▶ _SOURCE TEXT_:
──────────────────────────────

One method for compressing the data of TOF instruments attempts to exploit the difference between the sampling rates needed for light and heavy mass ions. The ions of lighter mass tend to be bunched closer together than the ions of heavier mass. For example, for lighter mass ions, there is statistically less separation in time between multiple ion strikes from the ion as compared to the statistic separation time for heavier mass ions. In other words, the max-min time for a five mass unit difference is bigger at low mass than at high mass (i.e. 20-25 amu will be less separated in time than 1000-1005 amu). Also, the width of an analog pulse detected for lighter mass ions is usually smaller than the width of an analog pulse detected for heavier mass ions. The need for data reduction is not limited to the data produced by analog to digital (ADC) systems. Data reduction is also needed for the data produced by time to digital (TDC) systems.
As a result, a high sampling rate is needed to adequately sample the analog pulse for lighter mass ions, while a lower sampling rate is adequate to sample the analog pulse for heavier mass ions. This effect can also be described in the time domain. As the time of arrival of ions increases at the detector of a TOF instrument, the sampling rate needed to detect the ions decreases.
An exemplary system for compressing data based on this effect is described in U.S. Pat. No. 7,684,932 issued Mar. 23, 2010 (hereinafter the “'932 patent”. In this system a decimator circuit is located between the analog to digital (A/D) converter and the summer of a detection circuit of a TOF instrument. The decimator circuit allows a higher effective sampling rate for analog pulses corresponding with lighter mass ions and lowers the effective sampling rate for analog pulses corresponding with heavier mass ions. In other words, the decimator dynamically decreases the sampling rate as the time of arrival of ions increases.
In the system of the '932 patent, a relationship between mass and peak width is used to dynamically decrease the sampling rate. In one embodiment, the decimator of this system reduces its output rate by a factor each time it decimates the effective sampling rate. Initially, the decimator's output rate is y. Once one-fourth of the mass scan is complete (i.e., at time T/4), the decimator's output rate is reduced by one-half to y/2. Once one-half of the mass scan is complete (i.e., at time T/2), the decimator's output rate is reduced by one-half to y/4. Once three-quarters of the mass scan is completed (i.e., at time 3T/4), the decimator's output rate is again reduced by one-half to y/8. Once the mass scan is complete (i.e., at time T), the decimator's output rate is reset to y for the next mass scan.

──────────────────────────────

▶ _ITEMS_:
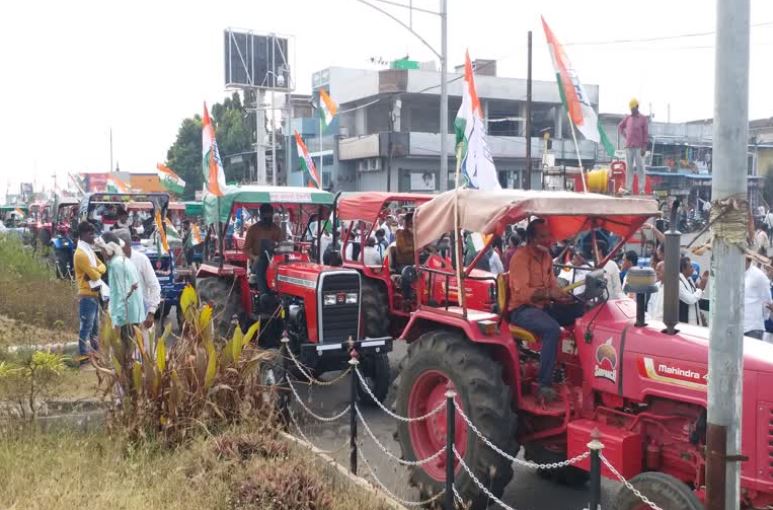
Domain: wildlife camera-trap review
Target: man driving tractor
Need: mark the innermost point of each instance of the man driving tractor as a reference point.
(261, 238)
(537, 303)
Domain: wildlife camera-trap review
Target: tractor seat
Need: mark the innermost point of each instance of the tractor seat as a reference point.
(503, 296)
(521, 334)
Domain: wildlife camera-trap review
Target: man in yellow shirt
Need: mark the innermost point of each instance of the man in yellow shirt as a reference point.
(259, 244)
(88, 273)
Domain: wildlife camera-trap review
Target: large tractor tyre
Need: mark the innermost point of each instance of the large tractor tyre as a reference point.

──────────────────────────────

▶ _SET EXERCISE 1_:
Check statements (a) to (c) against the TOF data compression text. For each, answer yes or no and quote the words of the text that settle it.
(a) The decimator circuit sits between the A/D converter and the summer.
(b) Analog pulses for lighter mass ions are usually wider than those for heavier mass ions.
(c) Data reduction is needed only for the data of ADC systems.
▶ _SET EXERCISE 2_:
According to the TOF data compression text, what is the decimator's output rate once three-quarters of the mass scan is completed?
▶ _SET EXERCISE 3_:
Pick up the TOF data compression text after its last sentence and continue it.

▶ _TASK RESPONSE 1_:
(a) Yes: "a decimator circuit is located between the analog to digital (A/D) converter and the summer of a detection circuit of a TOF instrument"
(b) No: "the width of an analog pulse detected for lighter mass ions is usually smaller than the width of an analog pulse detected for heavier mass ions"
(c) No: "Data reduction is also needed for the data produced by time to digital (TDC) systems."

▶ _TASK RESPONSE 2_:
It is reduced by one-half again, to y/8.

▶ _TASK RESPONSE 3_:
The system of the '932 patent provides a specific hardware implementation to perform data compression during data acquisition. The method employed is not useful for compressing data previously acquired by other TOF instruments that do not include the specific hardware implementation. The method also does not specifically take into account the information content required for discerning a peak from data.
The skilled artisan will understand that the drawings, described below, are for illustration purposes only. The drawings are not intended to limit the scope of the present teachings in any way.
Before one or more embodiments of the present teachings are described in detail, one skilled in the art will appreciate that the present teachings are not limited in their application to the details of construction, the arrangements of components, and the arrangement of steps set forth in the following detailed description or illustrated in the drawings. Also, it is to be understood that the phraseology and terminology used herein is for the purpose of description and should not be regarded as limiting.
Computer-Implemented System
Computer system 100 may be coupled via bus 102 to a display 112, such as a cathode ray tube (CRT) or liquid crystal display (LCD), for displaying information to a computer user. An input device 114, including alphanumeric and other keys, is coupled to bus 102 for communicating information and command selections to processor 104. Another type of user input device is cursor control 116, such as a mouse, a trackball or cursor direction keys for communicating direction information and command selections to processor 104 and for controlling cursor movement on display 112. This input device typically has two degrees of freedom in two axes, a first axis (i.e., x) and a second axis (i.e., y), that allows the device to specify positions in a plane.
A computer system 100 can perform the present teachings. Consistent with certain implementations of the present teachings, results are provided by computer system 100 in response to processor 104 executing one or more sequences of one or more instructions contained in memory 106. Such instructions may be read into memory 106 from another computer-readable medium, such as storage device 110. Execution of the sequences of instructions contained in memory 106 causes processor 104 to perform the process described herein. Alternatively hard-wired circuitry may be used in place of or in combination with software instructions to implement the present teachings. Thus implementations of the present teachings are not limited to any specific combination of hardware circuitry and software.
The term “computer-readable medium” as used herein refers to any media that participates in providing instructions to processor 104 for execution. Such a medium may take many forms, including but not limited to, non-volatile media, volatile media, and transmission media. Non-volatile media includes, for example, optical or magnetic disks, such as storage device 110. Volatile media includes dynamic memory, such as memory 106. Transmission media includes coaxial cables, copper wire, and fiber optics, including the wires that comprise bus 102.
Common forms of computer-readable media include, for example, a floppy disk, a flexible disk, hard disk, magnetic tape, or any other magnetic medium, a CD-ROM, digital video disc (DVD), a Blu-ray Disc, any other optical medium, a thumb drive, a memory card, a RAM, PROM, and EPROM, a FLASH-EPROM, any other memory chip or cartridge, or any other tangible medium from which a computer can read.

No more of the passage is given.